# [Material shown]
· · · · ·

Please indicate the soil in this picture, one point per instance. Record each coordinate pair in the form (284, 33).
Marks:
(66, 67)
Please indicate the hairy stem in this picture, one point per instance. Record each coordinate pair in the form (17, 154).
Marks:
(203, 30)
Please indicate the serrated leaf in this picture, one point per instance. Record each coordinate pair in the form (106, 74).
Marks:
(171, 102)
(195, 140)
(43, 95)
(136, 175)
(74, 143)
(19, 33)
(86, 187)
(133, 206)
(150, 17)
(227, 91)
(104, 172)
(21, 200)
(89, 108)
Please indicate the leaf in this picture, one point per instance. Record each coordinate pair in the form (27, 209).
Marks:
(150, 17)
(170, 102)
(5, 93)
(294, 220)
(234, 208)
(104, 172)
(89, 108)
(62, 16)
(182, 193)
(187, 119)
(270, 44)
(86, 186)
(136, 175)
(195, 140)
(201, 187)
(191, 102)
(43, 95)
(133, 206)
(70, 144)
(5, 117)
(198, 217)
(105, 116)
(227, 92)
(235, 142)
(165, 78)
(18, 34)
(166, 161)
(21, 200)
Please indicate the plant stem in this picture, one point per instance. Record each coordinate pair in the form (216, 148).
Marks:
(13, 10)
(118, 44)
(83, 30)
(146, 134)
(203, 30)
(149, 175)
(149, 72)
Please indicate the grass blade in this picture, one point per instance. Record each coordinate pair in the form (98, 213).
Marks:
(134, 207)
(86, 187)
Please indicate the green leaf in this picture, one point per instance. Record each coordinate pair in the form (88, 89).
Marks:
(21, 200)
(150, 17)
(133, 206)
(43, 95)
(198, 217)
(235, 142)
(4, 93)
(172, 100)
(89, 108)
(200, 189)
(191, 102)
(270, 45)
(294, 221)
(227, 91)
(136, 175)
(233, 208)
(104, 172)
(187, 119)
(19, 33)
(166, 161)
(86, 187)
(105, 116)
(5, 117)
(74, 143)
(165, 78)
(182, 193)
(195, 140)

· · · · ·

# [The task]
Retype every record above exactly as written.

# [Task result]
Please indicate the soil in this picture, one point per instance. Record each coordinate pair in the form (284, 33).
Marks:
(66, 67)
Please indicate the hairy stem in this picture, one point per instance. Record each coordinate pair in the form (17, 154).
Marks:
(203, 30)
Please indicate the serrated leaf in this picture, one point per instance. Record each coordinate pair in the form (106, 74).
Marks:
(171, 102)
(195, 140)
(43, 95)
(136, 175)
(74, 143)
(19, 33)
(86, 187)
(133, 206)
(150, 17)
(227, 91)
(104, 172)
(21, 200)
(89, 108)
Please indicate the leaf in this picture, one point per instance. Record each coordinate pair in the form (27, 209).
Marks:
(150, 17)
(170, 102)
(5, 93)
(294, 220)
(234, 208)
(104, 172)
(89, 108)
(62, 16)
(182, 193)
(187, 119)
(270, 44)
(86, 186)
(136, 175)
(195, 140)
(201, 187)
(191, 102)
(43, 95)
(133, 206)
(70, 144)
(5, 117)
(198, 217)
(105, 116)
(227, 92)
(235, 142)
(165, 78)
(18, 34)
(166, 161)
(21, 200)
Please indicate the plant stem in this picture, one point per instance. Record each coordinate pair in the form (216, 148).
Marks:
(13, 10)
(118, 44)
(83, 30)
(146, 134)
(203, 30)
(149, 175)
(149, 72)
Please indicate the grass blade in this picture, one point per instance. Record each coordinate pair in the form (98, 213).
Marks:
(134, 207)
(86, 187)
Please indicate the green leaf in this picture, one point per instance. Record each coordinate pair in the form (88, 89).
Marks:
(21, 200)
(150, 17)
(133, 206)
(43, 95)
(198, 217)
(235, 142)
(4, 93)
(172, 100)
(89, 108)
(200, 189)
(191, 102)
(270, 45)
(294, 221)
(227, 91)
(136, 175)
(233, 208)
(104, 172)
(187, 119)
(19, 33)
(166, 161)
(86, 187)
(105, 116)
(5, 117)
(74, 143)
(165, 78)
(182, 193)
(195, 140)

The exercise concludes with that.